→ **Data records**:

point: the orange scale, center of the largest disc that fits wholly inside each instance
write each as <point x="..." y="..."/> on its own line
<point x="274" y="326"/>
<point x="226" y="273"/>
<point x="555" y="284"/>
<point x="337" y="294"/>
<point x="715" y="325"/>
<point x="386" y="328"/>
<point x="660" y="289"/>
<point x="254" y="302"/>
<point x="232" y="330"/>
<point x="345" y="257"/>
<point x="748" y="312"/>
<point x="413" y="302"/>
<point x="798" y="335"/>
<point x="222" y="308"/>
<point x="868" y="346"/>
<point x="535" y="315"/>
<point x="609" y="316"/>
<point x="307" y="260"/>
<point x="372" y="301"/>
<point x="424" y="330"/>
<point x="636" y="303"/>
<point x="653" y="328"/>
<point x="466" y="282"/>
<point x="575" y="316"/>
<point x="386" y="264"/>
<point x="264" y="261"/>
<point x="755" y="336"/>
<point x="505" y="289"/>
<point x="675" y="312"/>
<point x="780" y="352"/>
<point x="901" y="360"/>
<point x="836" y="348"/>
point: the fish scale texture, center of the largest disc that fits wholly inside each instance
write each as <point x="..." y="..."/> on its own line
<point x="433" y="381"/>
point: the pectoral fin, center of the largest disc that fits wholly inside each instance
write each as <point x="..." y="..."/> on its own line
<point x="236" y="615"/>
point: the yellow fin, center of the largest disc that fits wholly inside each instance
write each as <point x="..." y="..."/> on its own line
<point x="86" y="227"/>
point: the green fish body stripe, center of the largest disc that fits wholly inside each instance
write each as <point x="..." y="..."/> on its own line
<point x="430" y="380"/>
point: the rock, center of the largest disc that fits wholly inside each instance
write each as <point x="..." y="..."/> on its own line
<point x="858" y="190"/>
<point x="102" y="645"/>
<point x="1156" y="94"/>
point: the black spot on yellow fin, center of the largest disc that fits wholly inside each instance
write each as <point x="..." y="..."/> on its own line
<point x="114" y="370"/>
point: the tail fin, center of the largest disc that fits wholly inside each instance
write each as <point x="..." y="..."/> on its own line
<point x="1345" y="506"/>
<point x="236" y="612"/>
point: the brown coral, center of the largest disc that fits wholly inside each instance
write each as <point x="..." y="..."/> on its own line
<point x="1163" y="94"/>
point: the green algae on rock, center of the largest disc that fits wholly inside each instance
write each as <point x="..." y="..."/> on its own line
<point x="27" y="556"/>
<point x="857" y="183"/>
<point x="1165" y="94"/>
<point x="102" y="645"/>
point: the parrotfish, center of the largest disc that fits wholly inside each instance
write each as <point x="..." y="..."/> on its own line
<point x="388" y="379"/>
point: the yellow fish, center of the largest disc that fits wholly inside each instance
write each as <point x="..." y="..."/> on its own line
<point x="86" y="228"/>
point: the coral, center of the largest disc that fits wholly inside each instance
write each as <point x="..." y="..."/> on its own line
--
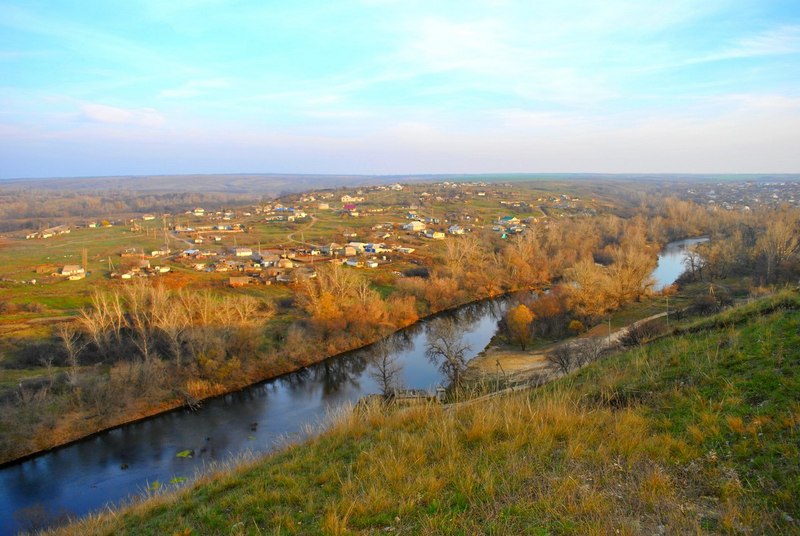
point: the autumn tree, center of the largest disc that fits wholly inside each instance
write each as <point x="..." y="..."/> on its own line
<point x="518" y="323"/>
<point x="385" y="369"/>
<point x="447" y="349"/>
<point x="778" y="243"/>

→ **Task**:
Pick out every line in the records above that contains the word "scale", and copy each one.

→ **Expected answer**:
point: the orange scale, center of the largest disc that fits wholly inside each instance
point: the fish scale texture, center of the largest disc that fits wholly inside each instance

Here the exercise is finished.